--- INPUT FOR THIS TASK ---
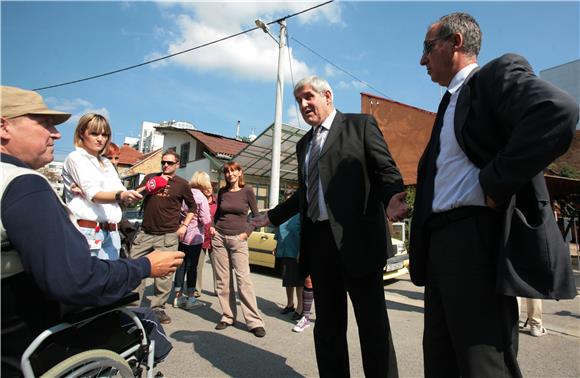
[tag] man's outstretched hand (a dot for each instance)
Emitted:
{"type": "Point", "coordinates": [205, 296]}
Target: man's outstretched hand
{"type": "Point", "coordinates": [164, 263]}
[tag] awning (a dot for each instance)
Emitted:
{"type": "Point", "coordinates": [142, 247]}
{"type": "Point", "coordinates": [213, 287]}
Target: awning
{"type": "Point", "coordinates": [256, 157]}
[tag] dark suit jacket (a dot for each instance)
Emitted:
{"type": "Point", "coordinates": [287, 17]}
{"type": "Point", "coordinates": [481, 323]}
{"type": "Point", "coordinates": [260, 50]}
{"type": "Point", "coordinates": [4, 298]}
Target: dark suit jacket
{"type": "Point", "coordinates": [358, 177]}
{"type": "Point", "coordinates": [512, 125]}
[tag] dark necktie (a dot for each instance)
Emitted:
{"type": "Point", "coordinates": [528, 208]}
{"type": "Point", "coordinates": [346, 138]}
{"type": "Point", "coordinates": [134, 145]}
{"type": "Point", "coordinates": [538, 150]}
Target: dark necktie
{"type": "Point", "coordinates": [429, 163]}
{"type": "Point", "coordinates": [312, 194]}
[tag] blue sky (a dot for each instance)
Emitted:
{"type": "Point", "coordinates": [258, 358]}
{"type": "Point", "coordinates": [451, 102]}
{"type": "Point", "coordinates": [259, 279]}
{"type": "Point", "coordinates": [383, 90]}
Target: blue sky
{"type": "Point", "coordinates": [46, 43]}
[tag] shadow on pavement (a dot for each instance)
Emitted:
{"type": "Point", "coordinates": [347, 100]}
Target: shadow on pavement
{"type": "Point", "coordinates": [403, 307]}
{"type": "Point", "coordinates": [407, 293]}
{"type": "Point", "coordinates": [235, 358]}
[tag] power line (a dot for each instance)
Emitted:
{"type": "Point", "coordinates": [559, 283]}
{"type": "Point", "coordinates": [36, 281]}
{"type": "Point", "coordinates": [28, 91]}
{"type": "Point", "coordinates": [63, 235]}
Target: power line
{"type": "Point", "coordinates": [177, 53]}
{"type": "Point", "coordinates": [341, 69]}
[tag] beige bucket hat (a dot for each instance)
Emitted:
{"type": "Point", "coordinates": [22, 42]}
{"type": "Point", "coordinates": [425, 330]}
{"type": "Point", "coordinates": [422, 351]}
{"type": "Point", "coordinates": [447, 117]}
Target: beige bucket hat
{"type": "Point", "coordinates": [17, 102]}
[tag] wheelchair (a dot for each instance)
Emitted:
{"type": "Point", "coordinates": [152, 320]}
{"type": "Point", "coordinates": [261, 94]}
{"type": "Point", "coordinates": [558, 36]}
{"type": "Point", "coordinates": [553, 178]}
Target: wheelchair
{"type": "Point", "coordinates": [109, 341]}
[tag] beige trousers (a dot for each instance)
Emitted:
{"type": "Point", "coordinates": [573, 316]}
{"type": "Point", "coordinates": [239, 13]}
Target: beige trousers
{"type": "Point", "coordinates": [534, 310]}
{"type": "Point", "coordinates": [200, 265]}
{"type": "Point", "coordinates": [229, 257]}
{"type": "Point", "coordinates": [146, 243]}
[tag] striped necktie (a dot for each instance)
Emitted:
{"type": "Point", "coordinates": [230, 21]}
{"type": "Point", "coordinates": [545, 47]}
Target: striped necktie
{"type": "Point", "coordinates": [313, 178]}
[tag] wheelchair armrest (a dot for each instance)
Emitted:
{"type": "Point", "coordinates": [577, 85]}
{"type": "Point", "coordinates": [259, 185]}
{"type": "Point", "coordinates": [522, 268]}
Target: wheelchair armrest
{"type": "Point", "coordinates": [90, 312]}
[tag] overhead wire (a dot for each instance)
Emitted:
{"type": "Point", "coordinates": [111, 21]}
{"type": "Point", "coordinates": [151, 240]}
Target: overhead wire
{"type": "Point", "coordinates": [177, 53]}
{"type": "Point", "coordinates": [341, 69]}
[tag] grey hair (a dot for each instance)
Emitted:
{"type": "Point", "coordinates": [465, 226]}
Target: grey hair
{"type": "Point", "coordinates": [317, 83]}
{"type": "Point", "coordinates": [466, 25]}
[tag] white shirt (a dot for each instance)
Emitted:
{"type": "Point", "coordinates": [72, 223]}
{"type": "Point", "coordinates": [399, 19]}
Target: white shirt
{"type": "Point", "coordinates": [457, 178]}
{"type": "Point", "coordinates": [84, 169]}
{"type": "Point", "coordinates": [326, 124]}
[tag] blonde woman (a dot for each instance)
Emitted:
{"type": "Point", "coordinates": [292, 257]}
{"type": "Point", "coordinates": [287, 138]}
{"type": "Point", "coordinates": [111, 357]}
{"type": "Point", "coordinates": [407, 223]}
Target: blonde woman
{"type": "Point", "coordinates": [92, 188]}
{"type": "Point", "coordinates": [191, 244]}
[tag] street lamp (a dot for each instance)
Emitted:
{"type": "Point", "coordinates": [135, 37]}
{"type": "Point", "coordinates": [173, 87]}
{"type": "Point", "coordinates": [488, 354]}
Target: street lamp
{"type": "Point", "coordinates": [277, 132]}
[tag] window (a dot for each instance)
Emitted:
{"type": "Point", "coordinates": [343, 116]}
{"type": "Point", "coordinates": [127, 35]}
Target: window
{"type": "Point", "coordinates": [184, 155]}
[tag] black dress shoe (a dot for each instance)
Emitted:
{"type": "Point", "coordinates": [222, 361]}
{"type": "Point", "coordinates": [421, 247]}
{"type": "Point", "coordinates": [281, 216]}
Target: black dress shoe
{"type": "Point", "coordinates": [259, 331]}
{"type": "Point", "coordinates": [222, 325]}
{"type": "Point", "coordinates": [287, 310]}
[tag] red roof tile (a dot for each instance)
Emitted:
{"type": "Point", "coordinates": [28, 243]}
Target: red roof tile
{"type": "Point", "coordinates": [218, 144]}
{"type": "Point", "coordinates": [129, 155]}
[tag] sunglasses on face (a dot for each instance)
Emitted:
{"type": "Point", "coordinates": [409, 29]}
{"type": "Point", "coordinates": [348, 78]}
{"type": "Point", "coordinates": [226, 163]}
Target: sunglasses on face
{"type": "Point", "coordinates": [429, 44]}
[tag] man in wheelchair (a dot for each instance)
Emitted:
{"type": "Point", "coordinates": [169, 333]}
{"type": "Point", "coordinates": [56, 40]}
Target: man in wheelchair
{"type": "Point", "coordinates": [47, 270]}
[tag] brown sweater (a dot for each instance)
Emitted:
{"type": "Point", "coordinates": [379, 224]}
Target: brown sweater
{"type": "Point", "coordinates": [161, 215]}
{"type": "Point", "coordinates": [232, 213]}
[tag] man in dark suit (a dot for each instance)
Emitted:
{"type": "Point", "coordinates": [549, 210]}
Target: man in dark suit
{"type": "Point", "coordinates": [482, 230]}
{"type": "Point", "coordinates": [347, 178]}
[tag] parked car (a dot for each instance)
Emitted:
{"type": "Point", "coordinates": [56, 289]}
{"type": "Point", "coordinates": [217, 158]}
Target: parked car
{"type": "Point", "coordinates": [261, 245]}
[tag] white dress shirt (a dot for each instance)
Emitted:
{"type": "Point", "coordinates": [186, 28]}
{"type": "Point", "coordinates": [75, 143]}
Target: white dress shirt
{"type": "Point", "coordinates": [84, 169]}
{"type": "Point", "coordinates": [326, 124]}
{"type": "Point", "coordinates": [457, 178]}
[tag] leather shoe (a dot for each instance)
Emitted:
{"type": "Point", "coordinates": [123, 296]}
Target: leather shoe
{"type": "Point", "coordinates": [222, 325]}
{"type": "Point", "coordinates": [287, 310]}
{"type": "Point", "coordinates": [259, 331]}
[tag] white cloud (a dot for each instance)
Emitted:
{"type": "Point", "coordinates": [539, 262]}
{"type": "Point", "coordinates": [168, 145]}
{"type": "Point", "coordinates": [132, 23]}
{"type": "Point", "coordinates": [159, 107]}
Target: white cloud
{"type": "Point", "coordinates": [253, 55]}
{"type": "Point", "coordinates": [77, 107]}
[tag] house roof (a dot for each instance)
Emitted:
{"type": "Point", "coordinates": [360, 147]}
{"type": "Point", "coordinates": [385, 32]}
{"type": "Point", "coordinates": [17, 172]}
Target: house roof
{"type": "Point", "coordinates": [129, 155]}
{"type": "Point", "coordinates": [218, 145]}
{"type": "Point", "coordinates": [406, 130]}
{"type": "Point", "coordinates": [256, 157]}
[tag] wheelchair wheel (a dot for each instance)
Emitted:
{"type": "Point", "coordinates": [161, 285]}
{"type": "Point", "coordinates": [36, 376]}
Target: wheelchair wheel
---
Rewrite the part of the items that opens with the line containing "[tag] house roof (a dot for each instance)" and runs through the end of the items, swapping "wheelchair wheel" for "bicycle wheel" and leaving everything else unchanged. Give only those lines.

[tag] house roof (a dot for each instance)
Emitted:
{"type": "Point", "coordinates": [360, 147]}
{"type": "Point", "coordinates": [385, 32]}
{"type": "Point", "coordinates": [17, 172]}
Target: house roof
{"type": "Point", "coordinates": [129, 155]}
{"type": "Point", "coordinates": [218, 145]}
{"type": "Point", "coordinates": [406, 130]}
{"type": "Point", "coordinates": [256, 157]}
[tag] bicycle wheel (a dot for each instance)
Emitted:
{"type": "Point", "coordinates": [161, 285]}
{"type": "Point", "coordinates": [36, 376]}
Target: bicycle wheel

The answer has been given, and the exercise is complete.